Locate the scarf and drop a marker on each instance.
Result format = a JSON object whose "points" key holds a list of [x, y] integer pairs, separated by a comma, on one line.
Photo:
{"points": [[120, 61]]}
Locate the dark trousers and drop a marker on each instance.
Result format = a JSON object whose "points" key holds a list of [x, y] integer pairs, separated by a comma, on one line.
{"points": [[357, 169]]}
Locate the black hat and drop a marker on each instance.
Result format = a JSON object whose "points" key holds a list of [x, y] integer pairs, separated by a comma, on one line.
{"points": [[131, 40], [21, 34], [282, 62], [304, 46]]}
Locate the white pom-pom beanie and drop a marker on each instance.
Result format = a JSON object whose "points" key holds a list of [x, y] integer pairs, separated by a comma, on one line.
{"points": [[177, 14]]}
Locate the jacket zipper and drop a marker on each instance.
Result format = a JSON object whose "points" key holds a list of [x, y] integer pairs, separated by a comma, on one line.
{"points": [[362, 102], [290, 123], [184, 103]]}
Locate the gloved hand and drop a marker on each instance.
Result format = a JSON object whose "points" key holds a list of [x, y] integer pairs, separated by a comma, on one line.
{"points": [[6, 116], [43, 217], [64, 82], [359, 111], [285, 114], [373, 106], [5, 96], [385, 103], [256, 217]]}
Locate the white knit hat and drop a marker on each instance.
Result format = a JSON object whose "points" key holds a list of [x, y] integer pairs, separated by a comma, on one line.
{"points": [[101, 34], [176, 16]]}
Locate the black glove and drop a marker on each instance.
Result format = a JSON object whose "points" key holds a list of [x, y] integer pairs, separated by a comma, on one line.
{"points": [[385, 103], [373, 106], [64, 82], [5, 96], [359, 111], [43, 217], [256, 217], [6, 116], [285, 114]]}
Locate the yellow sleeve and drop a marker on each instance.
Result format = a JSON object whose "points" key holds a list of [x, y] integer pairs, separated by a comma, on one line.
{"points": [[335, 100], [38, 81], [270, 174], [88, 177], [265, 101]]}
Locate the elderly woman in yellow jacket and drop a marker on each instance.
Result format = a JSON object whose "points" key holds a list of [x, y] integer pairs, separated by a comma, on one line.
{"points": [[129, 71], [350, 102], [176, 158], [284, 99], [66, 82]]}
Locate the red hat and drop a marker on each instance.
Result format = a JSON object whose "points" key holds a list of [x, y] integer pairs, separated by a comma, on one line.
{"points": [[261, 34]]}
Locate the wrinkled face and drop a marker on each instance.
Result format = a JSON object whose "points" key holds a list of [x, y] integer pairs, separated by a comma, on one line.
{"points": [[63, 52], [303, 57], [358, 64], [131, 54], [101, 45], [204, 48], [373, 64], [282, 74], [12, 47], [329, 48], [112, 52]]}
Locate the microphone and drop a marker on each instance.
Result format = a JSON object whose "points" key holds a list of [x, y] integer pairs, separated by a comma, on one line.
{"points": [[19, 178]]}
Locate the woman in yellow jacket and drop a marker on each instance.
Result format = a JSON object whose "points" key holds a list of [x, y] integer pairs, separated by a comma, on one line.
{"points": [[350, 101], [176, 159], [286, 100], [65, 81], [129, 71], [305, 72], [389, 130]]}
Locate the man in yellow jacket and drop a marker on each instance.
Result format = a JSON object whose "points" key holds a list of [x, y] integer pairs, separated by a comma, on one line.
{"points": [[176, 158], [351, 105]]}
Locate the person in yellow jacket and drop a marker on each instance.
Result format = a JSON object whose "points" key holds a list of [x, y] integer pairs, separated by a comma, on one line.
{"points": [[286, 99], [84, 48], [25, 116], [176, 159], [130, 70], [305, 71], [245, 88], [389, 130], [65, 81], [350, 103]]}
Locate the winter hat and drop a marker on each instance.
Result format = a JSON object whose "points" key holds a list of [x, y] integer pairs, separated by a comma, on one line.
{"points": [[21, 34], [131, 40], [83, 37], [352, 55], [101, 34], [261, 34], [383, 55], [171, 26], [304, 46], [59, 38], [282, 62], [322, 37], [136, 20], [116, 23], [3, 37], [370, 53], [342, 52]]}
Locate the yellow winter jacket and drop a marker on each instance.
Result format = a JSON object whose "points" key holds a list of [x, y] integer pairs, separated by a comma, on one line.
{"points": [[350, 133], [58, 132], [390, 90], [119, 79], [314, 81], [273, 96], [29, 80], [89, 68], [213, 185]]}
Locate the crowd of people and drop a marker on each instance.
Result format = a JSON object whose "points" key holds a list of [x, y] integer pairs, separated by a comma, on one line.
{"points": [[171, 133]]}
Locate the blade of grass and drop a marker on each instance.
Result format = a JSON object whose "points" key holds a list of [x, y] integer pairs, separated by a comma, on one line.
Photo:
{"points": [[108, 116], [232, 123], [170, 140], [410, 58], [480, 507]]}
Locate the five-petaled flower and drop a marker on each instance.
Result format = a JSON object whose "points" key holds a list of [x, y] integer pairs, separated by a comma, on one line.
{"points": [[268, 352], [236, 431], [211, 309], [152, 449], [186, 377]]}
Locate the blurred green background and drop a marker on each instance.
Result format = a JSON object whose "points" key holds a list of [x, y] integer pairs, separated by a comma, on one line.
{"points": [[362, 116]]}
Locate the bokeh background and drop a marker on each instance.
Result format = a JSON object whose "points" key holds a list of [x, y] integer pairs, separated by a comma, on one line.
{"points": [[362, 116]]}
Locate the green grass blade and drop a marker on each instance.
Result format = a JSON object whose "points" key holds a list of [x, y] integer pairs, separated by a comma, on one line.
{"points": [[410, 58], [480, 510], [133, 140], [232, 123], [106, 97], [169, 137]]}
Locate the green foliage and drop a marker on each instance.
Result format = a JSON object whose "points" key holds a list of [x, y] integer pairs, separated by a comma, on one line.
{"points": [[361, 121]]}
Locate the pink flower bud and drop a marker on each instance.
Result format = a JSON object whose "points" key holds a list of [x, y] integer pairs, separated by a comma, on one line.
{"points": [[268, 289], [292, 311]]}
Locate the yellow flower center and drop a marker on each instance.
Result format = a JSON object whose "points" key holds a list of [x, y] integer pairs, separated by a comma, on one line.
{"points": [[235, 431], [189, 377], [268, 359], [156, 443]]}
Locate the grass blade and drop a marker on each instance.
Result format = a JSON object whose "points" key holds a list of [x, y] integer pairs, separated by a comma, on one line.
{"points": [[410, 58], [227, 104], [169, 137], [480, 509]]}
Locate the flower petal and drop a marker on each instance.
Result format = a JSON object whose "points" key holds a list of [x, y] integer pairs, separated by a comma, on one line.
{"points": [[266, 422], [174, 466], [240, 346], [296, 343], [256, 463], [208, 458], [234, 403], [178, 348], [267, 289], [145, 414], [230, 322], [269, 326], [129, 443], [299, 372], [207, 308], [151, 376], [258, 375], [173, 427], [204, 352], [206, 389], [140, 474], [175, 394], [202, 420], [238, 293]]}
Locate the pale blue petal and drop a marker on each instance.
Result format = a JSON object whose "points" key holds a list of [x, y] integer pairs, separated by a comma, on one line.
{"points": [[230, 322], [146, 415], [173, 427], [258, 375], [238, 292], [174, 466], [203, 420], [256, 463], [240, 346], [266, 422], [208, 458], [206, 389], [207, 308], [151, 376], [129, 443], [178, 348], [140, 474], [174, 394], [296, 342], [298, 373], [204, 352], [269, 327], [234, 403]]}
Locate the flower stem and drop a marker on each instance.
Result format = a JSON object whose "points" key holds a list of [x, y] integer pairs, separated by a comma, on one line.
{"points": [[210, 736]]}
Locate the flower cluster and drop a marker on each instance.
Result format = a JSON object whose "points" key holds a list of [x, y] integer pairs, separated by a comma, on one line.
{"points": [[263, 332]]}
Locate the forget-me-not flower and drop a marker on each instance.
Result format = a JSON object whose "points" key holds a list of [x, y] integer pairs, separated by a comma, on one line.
======
> [Task]: Render the lines of the records from the line containing "Locate the flower cluster" through the end of the records, inclusive, as a JSON list of strings with one string per line and blank lines omitted.

> [Answer to the task]:
[
  "Locate the flower cluster and drop a marker on each instance.",
  "Result format = a JSON object whose \"points\" key holds a list of [x, y] integer pairs, separated by a comma, on one line.",
  "{\"points\": [[263, 332]]}",
  "Locate the forget-me-not flower and drop a marker on each instance.",
  "Result format = a JSON object whose \"points\" key holds a list of [x, y] integer pairs, separated by a comma, on one line."
]